[What the exercise asks]
In this court opinion, restate the part that begins with the words "United States District Court, D." and ends with "for Plaintiff Creekview of Hugo Association, Inc.", replacing "Owners Insurance Company" with "the insurer".

[Page extract]
-.-.-

United States District Court, D. Minnesota

May 29, 2019

Creekview of Hugo Association, Inc., Plaintiff,
v.
Owners Insurance Company, Defendant.

          Adina R. Bergstrom, Kayla M. Cottier, and Brenda M. Sauro, Sauro & Bergstrom, PLLC, Oakdale, MN, for Plaintiff Creekview of Hugo Association, Inc.

          Brock P. Alton, Gislason & Hunter LLP, Minneapolis, MN, for Defendant Owners Insurance Company.

          OPINION AND ORDER

          Eric C. Tostrud United States District Court Judge

         The multi-building Creekview of Hugo Townhomes complex (the “Property”) was damaged by a large wind and hail storm on June 11, 2017. At the time of the storm, the Property was insured under a policy issued by Defendant Owners Insurance Company. Owners and the Property's homeowners association, Plaintiff Creekview of Hugo Association, Inc. (“Creekview”), dispute the amount currently owed under the policy, even following an appraisal conducted pursuant to the policy and Minnesota statute. Creekview filed a motion in Washington County District Court seeking confirmation of the appraisal award and an order requiring Owners to pay the $374, 838.63 Creekview contends was still owed under the appraisal, [1] plus pre-award and post-award interest, costs, and fees. Owners removed to federal court on the basis of diversity jurisdiction, which exists here because the Parties are of diverse citizenship and the amount in controversy well exceeds the $75, 000 threshold.[2] See ECF No. 1 at 3-4; 28 U.S.C. § 1332(a). Creekview's motion will be granted in part and denied in part.

-.-.-

[Provided records]
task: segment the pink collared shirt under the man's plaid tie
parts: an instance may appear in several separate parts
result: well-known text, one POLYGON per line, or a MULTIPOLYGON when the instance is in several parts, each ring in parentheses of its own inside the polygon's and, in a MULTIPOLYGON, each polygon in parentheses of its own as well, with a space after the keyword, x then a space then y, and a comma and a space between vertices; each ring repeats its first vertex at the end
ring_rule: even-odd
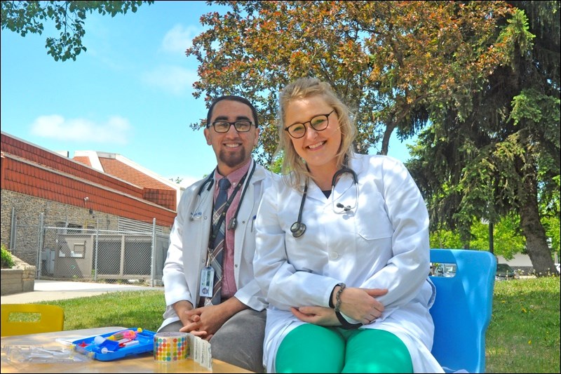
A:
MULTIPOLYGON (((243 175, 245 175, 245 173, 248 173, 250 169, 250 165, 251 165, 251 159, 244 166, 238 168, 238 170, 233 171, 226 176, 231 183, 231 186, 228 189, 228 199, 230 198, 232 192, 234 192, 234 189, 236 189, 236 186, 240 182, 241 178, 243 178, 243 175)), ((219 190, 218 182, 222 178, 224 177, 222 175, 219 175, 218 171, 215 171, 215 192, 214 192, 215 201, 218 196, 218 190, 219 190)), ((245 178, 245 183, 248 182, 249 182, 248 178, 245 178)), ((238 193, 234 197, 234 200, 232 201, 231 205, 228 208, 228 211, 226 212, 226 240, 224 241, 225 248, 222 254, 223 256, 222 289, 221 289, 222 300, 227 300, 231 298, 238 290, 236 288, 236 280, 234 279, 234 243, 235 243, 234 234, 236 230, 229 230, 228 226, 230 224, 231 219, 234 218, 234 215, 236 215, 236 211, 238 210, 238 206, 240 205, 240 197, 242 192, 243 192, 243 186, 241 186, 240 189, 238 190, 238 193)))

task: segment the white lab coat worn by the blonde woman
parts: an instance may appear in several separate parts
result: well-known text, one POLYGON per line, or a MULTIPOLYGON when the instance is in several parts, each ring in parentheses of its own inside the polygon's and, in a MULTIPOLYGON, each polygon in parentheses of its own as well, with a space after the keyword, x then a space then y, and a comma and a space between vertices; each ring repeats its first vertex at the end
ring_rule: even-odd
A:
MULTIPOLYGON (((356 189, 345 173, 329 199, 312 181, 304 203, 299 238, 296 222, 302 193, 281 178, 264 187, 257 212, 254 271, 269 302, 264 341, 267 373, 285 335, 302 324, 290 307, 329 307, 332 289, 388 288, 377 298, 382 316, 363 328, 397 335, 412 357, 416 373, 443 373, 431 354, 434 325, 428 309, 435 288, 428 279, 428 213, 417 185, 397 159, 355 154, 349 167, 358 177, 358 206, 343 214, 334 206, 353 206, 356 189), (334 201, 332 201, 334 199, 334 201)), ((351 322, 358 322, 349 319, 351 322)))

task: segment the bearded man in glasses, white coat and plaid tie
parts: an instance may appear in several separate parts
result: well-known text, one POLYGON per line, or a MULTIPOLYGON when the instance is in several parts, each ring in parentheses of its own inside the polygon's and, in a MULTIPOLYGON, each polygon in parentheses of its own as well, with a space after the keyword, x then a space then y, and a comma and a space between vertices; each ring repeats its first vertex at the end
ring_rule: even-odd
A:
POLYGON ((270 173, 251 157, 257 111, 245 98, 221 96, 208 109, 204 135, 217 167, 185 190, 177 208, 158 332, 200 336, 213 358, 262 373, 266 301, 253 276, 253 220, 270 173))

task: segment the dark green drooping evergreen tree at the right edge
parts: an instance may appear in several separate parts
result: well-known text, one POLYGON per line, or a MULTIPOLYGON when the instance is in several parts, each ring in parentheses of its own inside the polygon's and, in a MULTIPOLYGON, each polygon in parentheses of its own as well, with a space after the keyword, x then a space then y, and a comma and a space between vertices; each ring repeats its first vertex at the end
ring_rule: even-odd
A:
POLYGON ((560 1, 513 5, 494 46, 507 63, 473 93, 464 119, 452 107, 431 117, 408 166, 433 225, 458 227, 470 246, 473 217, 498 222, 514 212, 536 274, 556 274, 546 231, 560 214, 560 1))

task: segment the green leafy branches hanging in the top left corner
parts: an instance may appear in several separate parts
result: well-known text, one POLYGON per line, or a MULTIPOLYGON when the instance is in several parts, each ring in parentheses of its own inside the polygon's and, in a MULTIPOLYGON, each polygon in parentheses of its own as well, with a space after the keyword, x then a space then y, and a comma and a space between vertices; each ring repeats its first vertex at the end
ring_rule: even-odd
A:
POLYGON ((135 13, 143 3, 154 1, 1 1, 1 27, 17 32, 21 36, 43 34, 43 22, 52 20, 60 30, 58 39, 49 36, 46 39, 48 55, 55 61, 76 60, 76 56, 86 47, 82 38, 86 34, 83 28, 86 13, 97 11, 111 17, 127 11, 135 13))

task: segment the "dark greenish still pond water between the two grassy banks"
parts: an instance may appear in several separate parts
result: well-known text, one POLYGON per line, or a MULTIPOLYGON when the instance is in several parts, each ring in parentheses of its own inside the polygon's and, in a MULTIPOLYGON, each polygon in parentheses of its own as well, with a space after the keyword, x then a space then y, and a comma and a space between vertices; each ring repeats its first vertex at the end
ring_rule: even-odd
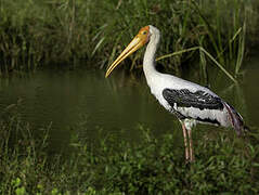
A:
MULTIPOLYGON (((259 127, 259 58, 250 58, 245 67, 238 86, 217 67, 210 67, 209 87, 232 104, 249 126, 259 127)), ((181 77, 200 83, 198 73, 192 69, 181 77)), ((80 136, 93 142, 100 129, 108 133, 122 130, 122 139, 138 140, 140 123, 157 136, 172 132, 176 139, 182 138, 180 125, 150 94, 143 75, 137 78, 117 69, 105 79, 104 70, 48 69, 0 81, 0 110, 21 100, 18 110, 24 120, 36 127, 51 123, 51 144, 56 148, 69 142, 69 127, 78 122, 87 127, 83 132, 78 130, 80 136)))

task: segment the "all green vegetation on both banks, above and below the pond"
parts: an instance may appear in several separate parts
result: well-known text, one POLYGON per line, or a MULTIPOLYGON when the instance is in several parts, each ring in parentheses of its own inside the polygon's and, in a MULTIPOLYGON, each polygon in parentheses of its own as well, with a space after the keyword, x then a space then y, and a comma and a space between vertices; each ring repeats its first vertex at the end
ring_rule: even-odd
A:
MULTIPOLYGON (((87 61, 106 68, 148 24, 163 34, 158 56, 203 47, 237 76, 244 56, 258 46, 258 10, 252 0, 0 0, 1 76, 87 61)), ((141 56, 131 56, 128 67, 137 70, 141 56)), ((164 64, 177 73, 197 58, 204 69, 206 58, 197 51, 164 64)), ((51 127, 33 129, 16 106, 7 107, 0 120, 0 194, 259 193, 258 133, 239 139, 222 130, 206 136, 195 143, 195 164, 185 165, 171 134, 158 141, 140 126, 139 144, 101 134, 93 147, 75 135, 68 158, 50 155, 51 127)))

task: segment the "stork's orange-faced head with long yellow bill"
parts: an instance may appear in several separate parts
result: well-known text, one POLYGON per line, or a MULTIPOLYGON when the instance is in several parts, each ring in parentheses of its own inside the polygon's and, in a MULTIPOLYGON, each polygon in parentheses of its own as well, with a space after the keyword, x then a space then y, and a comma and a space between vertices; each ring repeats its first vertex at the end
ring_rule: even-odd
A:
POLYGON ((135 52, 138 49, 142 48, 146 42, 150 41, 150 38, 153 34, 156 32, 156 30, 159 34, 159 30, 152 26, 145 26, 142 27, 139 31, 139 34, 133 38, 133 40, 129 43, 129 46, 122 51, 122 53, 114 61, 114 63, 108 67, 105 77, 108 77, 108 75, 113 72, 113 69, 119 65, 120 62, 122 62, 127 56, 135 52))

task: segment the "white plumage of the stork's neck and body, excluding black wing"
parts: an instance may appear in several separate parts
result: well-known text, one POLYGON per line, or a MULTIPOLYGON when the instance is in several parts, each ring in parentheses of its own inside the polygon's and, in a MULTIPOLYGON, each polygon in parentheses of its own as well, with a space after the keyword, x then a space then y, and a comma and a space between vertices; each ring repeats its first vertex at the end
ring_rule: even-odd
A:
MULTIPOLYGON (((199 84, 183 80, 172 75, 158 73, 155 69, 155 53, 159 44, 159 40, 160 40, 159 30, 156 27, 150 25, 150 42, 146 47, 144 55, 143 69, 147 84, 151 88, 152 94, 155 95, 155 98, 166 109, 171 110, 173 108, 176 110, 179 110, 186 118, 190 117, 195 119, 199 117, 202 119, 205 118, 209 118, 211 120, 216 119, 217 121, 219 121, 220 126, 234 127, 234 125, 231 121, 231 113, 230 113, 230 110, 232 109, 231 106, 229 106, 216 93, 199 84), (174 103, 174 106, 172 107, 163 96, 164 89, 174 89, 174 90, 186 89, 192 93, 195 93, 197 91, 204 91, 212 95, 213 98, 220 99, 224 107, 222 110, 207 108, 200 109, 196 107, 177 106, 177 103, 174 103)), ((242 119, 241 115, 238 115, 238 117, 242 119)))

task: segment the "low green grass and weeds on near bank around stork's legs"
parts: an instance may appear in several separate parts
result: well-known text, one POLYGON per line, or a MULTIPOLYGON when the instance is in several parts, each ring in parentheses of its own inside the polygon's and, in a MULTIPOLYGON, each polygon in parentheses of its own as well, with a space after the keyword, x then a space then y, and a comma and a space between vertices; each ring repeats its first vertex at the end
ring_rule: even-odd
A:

-.-.-

[Response area]
United States District Court, D. Minnesota

May 29, 2019

Creekview of Hugo Association, Inc., Plaintiff,
v.
the insurer, Defendant.

          Adina R. Bergstrom, Kayla M. Cottier, and Brenda M. Sauro, Sauro & Bergstrom, PLLC, Oakdale, MN, for Plaintiff Creekview of Hugo Association, Inc.